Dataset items

▬▬▬▬▬▬▬▬▬▬

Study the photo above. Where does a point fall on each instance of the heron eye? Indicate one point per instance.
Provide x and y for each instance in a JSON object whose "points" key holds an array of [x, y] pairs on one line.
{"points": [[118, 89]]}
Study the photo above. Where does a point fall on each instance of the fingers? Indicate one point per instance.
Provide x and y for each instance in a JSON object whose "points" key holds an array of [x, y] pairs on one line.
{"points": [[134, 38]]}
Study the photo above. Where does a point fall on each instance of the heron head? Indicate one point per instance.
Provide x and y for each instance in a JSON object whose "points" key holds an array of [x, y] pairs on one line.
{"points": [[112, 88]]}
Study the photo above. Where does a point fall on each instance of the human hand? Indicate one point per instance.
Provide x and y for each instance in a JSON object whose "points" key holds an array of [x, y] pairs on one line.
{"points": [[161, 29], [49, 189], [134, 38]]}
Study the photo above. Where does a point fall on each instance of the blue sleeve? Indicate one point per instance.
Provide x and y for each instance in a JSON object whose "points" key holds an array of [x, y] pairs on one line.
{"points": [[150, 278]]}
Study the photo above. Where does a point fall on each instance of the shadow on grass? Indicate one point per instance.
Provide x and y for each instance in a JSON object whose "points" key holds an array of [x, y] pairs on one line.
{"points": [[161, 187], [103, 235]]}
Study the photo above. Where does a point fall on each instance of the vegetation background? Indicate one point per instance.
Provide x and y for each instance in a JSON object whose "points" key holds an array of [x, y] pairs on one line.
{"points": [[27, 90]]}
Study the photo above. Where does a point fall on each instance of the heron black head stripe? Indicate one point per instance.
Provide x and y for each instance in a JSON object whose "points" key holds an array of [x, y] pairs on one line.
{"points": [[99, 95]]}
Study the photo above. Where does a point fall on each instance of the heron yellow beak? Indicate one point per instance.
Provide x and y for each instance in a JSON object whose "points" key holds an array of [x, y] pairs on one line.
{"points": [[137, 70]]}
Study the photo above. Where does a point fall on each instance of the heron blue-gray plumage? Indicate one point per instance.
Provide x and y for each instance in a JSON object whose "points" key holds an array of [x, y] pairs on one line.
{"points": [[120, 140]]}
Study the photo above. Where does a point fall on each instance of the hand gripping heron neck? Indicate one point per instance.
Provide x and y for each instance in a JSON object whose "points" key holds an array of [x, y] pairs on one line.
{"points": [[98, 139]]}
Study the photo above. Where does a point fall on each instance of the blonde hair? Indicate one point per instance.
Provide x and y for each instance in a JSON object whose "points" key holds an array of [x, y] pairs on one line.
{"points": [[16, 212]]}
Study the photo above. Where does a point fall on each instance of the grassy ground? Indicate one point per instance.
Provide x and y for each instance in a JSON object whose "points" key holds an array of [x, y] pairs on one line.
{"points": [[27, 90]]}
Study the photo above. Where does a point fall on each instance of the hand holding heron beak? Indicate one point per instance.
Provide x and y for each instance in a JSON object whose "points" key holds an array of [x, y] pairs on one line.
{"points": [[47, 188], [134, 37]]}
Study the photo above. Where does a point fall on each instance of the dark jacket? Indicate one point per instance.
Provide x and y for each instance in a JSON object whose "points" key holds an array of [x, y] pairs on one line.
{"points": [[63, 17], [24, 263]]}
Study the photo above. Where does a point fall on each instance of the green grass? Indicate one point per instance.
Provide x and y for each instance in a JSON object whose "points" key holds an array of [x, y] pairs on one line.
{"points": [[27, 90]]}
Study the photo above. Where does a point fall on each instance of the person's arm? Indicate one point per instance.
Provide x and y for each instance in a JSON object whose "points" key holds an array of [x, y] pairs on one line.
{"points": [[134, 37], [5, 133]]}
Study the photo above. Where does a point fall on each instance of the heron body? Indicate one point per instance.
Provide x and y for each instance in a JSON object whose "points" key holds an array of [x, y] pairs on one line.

▬▬▬▬▬▬▬▬▬▬

▸ WORK TASK:
Filter the entries above down to the lines that hold the word "beak", and copy those lines.

▸ EXERCISE RESPONSE:
Study the photo above. Where does a point fall on each instance of the heron yellow beak? Indicate one point per instance.
Study the photo above. Where does a point fall on each instance of the hand holding heron beak? Indicate one point per instance.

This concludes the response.